**Exercise:** Only lines holding "building" are wanted; copy each of them from the records below.

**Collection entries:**
==============================

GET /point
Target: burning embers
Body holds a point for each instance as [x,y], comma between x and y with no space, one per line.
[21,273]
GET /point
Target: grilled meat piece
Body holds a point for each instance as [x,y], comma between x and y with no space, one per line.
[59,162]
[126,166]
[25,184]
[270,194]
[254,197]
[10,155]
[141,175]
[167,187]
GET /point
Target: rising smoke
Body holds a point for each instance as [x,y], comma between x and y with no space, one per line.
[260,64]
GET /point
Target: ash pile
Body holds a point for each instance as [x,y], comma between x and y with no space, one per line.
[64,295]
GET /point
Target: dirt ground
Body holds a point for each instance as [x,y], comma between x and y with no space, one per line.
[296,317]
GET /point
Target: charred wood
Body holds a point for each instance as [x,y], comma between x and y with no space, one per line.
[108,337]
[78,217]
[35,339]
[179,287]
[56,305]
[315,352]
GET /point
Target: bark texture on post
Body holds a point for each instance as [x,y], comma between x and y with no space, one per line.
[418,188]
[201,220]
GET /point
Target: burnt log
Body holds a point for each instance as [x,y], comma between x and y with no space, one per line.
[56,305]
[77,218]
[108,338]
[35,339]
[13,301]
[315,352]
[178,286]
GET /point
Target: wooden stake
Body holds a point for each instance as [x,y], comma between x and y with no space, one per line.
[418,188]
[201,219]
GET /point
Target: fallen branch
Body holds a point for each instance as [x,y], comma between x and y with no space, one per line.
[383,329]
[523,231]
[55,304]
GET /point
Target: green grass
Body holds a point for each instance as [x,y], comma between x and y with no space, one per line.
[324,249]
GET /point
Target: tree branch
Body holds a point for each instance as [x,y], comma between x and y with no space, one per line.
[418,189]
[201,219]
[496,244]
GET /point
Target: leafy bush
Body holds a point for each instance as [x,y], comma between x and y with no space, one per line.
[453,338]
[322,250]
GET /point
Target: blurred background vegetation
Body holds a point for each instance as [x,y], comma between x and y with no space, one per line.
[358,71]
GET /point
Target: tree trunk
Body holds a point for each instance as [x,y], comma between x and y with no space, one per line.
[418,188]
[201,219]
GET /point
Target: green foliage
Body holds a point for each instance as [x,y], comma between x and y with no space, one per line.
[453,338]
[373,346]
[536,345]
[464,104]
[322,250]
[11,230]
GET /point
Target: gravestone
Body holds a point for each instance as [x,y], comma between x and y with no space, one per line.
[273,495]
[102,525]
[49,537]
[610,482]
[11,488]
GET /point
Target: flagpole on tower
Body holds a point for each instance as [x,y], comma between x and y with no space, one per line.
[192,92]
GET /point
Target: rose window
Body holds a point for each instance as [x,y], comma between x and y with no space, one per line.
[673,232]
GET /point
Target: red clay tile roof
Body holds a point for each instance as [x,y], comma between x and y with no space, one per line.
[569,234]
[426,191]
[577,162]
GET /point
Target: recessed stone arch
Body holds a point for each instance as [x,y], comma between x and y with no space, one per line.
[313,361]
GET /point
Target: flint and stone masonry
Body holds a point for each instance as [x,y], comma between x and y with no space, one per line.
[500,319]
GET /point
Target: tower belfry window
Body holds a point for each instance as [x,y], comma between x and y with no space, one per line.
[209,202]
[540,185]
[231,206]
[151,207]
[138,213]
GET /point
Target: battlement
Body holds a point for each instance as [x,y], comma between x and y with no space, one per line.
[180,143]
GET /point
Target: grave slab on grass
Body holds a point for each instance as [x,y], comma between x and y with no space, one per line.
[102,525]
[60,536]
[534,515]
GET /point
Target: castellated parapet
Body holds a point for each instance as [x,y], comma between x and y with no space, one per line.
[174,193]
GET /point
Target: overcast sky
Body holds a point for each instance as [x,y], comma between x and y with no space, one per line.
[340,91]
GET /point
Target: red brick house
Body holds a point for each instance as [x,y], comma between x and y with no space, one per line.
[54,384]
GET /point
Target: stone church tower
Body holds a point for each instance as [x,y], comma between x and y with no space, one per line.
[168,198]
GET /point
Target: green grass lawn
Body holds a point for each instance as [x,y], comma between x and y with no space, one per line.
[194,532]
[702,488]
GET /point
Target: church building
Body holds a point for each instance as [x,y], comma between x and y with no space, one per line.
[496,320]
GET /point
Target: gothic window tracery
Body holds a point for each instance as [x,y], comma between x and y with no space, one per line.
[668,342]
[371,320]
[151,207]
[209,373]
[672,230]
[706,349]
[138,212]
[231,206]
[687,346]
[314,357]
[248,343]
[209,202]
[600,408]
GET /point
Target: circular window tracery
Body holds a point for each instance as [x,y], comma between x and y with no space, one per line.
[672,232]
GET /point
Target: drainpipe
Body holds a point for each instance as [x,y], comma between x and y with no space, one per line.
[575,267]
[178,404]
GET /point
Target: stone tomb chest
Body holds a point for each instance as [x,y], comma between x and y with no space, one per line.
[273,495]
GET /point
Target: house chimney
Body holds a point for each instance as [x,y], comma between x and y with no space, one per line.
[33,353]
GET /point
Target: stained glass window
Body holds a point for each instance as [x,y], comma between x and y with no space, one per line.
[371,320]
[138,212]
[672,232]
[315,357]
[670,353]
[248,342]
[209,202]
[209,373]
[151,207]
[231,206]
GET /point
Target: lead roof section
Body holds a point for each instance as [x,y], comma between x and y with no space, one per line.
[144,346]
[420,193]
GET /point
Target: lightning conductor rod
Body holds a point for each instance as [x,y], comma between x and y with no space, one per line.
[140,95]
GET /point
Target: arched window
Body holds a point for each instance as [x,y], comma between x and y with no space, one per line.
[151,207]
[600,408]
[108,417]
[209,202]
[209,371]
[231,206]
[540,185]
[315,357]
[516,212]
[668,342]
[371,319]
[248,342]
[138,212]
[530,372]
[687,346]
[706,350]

==============================

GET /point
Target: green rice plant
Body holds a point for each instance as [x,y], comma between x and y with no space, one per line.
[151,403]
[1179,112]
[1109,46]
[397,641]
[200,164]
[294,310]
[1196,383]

==============================

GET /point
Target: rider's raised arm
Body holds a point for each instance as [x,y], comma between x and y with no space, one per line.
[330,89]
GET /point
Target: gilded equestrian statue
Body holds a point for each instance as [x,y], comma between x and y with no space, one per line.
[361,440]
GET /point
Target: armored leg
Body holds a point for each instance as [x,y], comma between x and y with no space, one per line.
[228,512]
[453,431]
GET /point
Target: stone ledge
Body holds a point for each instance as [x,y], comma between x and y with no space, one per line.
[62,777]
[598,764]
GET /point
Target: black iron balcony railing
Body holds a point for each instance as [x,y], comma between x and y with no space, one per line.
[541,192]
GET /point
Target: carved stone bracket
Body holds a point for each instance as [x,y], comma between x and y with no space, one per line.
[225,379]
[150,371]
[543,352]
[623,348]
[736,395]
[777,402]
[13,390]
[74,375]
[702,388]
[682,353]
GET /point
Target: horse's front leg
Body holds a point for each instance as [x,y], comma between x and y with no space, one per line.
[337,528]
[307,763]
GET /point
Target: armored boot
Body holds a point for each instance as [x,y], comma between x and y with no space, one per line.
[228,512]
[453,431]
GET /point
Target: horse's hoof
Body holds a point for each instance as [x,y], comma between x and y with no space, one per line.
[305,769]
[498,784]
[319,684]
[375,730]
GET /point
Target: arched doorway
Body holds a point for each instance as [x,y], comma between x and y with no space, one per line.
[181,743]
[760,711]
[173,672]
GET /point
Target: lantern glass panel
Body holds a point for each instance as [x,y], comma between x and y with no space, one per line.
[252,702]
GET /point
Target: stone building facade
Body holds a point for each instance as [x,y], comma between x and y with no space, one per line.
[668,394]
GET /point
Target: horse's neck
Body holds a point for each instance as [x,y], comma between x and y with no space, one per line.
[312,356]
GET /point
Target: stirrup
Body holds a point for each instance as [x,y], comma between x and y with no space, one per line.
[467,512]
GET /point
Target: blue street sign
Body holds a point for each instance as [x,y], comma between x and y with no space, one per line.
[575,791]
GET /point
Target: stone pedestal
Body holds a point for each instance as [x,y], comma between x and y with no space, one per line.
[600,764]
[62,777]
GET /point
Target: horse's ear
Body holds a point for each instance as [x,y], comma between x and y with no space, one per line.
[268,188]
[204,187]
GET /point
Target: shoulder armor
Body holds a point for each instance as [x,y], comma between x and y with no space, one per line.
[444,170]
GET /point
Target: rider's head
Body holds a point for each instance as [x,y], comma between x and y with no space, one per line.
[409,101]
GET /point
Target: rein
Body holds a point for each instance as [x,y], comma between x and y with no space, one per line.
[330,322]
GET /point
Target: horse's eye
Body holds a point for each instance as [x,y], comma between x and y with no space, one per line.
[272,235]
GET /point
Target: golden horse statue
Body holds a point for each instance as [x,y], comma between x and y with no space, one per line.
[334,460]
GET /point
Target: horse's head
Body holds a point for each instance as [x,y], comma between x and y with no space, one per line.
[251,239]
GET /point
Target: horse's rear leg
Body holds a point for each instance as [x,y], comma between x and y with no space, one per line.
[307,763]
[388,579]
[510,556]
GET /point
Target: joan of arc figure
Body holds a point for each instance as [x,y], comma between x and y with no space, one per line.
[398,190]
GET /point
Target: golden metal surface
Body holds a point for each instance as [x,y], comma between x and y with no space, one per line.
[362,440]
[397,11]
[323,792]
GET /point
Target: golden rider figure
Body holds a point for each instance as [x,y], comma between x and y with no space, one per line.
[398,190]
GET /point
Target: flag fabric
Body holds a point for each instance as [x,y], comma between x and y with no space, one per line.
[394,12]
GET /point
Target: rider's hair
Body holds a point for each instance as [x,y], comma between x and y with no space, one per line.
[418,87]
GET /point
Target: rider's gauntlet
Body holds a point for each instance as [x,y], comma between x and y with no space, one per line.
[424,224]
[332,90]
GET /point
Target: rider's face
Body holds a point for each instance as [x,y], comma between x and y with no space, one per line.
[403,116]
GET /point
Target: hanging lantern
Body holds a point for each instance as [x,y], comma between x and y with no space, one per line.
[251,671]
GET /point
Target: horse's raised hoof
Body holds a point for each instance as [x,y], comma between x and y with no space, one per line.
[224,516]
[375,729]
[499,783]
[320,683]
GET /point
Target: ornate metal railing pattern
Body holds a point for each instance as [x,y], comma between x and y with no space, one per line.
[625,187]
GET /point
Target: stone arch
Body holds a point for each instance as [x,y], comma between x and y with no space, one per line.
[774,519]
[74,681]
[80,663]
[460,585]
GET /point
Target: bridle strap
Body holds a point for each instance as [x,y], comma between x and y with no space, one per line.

==============================

**Exercise result:**
Target: church building
Target: stone building facade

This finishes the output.